● **EXCERPT**:
========

Iran Blocks Nuclear Watchdogs

This satellite image taken by Space Imaging dated Jan. 2002 reveals progress on both reactor units of the power reactor at Bushehr, Iran. Teheran television reported Thursday, Dec. 12, 2002 that Iran's Atomic Energy Council ordered a feasibility study on a second plant as the country's first nuclear power station at Bushehr prepares to go on line next year, despite U.S. concern that byproducts from Iranian plants could be used to manufacture nuclear weapons.
Iran said it would continue to block the U.N. nuclear watchdog from taking environmental samples at a particular site, setting the stage for confrontation with the world body.

The refusal, announced Friday on state television by Iran's nuclear chief, indicated a sudden hardening of Iran's attitude toward the International Atomic Energy Agency. A day earlier, Iran had said it welcomed the comments of the IAEA board meeting in Vienna and earlier this week said it was "studying positively" an IAEA report on Iran.

The head of the IAEA, Mohamed ElBaradei, had called Monday for Iran to allow the agency "to take environmental samples at the particular location where allegations about enrichment activities exist."

Agency inspectors were turned away from a site at Kalaye, west of Tehran, last week after they came to take environmental samples. Iranian officials have never publically disclosed what the Kalaye site is used for, but the country is suspected of testing nuclear centrifuges there.

In its nightly news bulletin Friday, Iranian television said the head of Iran's Atomic Energy Organization, Gholamreza Aghazadeh, would not permit environmental sampling at "some locations." It did not name the locations.

"This is contrary to agreements signed (between Iran and the IAEA) and we will not allow this," Aghazadeh said.

"We've had no problem concerning environmental samples, but we've been telling the IAEA that this location is not a nuclear location, so that if you want take environmental samples, this is outside the framework of the protocol," Aghazadeh said. He did not identify the location.

"If we accept to operate outside the framework of the protocol, it will have no ending ... and tomorrow ten other locations may be named," said Aghazadeh, who was shown speaking to a state television reporter.

The United States suspects Iran is trying to build a nuclear bomb — a charge Iran denies. The U.S. delegation to the IAEA has pushed for the agency to declare Iran in violation of the Nuclear Nonproliferation Treaty.

In Moscow, Russian President Vladimir Putin said Friday Iran was not trying to make nuclear weapons and he warned against pressuring Russia to end its nuclear cooperation with Iran.

========

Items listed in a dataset
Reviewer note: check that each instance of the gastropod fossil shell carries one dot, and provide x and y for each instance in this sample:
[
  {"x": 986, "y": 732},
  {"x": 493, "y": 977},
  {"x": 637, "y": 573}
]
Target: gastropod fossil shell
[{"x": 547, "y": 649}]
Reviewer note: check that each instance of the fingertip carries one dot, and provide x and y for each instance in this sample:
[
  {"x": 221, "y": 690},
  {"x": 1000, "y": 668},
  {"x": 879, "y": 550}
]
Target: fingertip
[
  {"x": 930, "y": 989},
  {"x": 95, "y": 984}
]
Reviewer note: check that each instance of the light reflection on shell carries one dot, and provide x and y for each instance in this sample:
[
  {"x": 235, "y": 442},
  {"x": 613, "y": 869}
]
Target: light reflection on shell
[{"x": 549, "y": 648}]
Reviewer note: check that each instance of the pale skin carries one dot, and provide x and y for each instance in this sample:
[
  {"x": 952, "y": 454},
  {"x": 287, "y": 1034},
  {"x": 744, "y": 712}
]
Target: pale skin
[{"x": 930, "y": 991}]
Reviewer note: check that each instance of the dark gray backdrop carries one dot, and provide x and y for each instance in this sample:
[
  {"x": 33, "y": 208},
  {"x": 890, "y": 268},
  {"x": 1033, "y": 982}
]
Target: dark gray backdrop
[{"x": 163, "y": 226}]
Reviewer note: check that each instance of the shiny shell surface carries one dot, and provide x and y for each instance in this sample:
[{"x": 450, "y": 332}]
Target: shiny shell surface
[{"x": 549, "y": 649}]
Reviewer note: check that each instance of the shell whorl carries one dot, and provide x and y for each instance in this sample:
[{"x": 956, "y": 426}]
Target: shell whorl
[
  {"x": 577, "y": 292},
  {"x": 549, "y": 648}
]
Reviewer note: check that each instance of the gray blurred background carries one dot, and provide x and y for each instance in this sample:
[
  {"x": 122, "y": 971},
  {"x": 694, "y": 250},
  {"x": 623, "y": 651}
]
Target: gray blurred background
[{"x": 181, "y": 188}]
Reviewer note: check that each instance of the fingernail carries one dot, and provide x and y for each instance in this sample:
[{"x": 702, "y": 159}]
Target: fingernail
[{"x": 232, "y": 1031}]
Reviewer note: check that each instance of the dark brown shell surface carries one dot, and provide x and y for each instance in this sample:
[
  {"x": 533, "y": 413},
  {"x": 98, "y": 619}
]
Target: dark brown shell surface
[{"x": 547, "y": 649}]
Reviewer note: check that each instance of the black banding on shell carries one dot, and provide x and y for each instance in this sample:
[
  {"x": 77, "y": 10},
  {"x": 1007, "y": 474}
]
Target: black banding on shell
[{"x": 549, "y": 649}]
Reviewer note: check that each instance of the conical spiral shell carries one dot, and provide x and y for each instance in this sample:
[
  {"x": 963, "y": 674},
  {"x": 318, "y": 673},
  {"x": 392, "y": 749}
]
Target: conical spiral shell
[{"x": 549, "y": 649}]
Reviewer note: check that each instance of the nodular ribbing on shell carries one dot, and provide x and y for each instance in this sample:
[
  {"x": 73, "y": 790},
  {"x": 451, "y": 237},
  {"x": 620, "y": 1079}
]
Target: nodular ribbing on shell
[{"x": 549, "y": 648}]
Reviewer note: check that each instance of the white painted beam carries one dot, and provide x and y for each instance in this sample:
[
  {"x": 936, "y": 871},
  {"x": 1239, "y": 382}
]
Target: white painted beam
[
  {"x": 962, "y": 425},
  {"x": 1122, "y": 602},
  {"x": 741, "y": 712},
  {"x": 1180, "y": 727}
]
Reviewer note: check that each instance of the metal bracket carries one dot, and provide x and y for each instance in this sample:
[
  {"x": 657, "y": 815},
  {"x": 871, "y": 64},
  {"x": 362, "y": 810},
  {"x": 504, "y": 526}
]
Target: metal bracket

========

● **EXERCISE 1**: Transcribe the article on Iran and the nuclear watchdog from "This satellite image" to "the world body.".
● **EXERCISE 2**: Write the next part of the article on Iran and the nuclear watchdog, starting after its final sentence.

● **WRITTEN ANSWER 1**:
This satellite image taken by Space Imaging dated Jan. 2002 reveals progress on both reactor units of the power reactor at Bushehr, Iran. Teheran television reported Thursday, Dec. 12, 2002 that Iran's Atomic Energy Council ordered a feasibility study on a second plant as the country's first nuclear power station at Bushehr prepares to go on line next year, despite U.S. concern that byproducts from Iranian plants could be used to manufacture nuclear weapons.
Iran said it would continue to block the U.N. nuclear watchdog from taking environmental samples at a particular site, setting the stage for confrontation with the world body.

● **WRITTEN ANSWER 2**:
Putin said Iranian President Mohammad Khatami had assured him in a telephone call two days ago that his country is not seeking to develop nuclear weapons and that it was prepared to sign any protocols required by the IAEA.

"The Iranian leadership is ready to fully meet all the IAEA demands regarding control over its nuclear program," Putin said.

At the end of a four-day board meeting in Vienna on Thursday, the IAEA urged Iran to stop enriching nuclear fuel and to allow greater access to its nuclear facilities.

The IAEA said it expected Iran "to grant the agency all access deemed necessary" to defuse suspicions Tehran is operating a clandestine nuclear weapons program.

Aghazadeh did not respond Friday to the IAEA demand for a cessation of uranium enrichment.

IAEA inspectors are expected to return to Iran next month in what will be the first test of Tehran's willingness to comply with the agency's requests.

"I trust, I expect, that Iran will enable us to do all that we need to do," ElBaradei said during this week's board meeting.

Iran says its nuclear program is designed solely to produce electrical energy, particularly after its oil wells run dry.

At the European summit in Porto Carras, Greece, EU leaders said Friday they were "seriously concerned" about the nuclear programs of Iran and North Korea.

In a final statement, the leaders called on Khatami to make good his commitment to "full transparency" on Iran's nuclear program.

In London, the U.S. undersecretary of state for arms control, John Bolton, said U.S. President George W. Bush was not considering military action to stop Iran from developing nuclear weapons, but force remained an option.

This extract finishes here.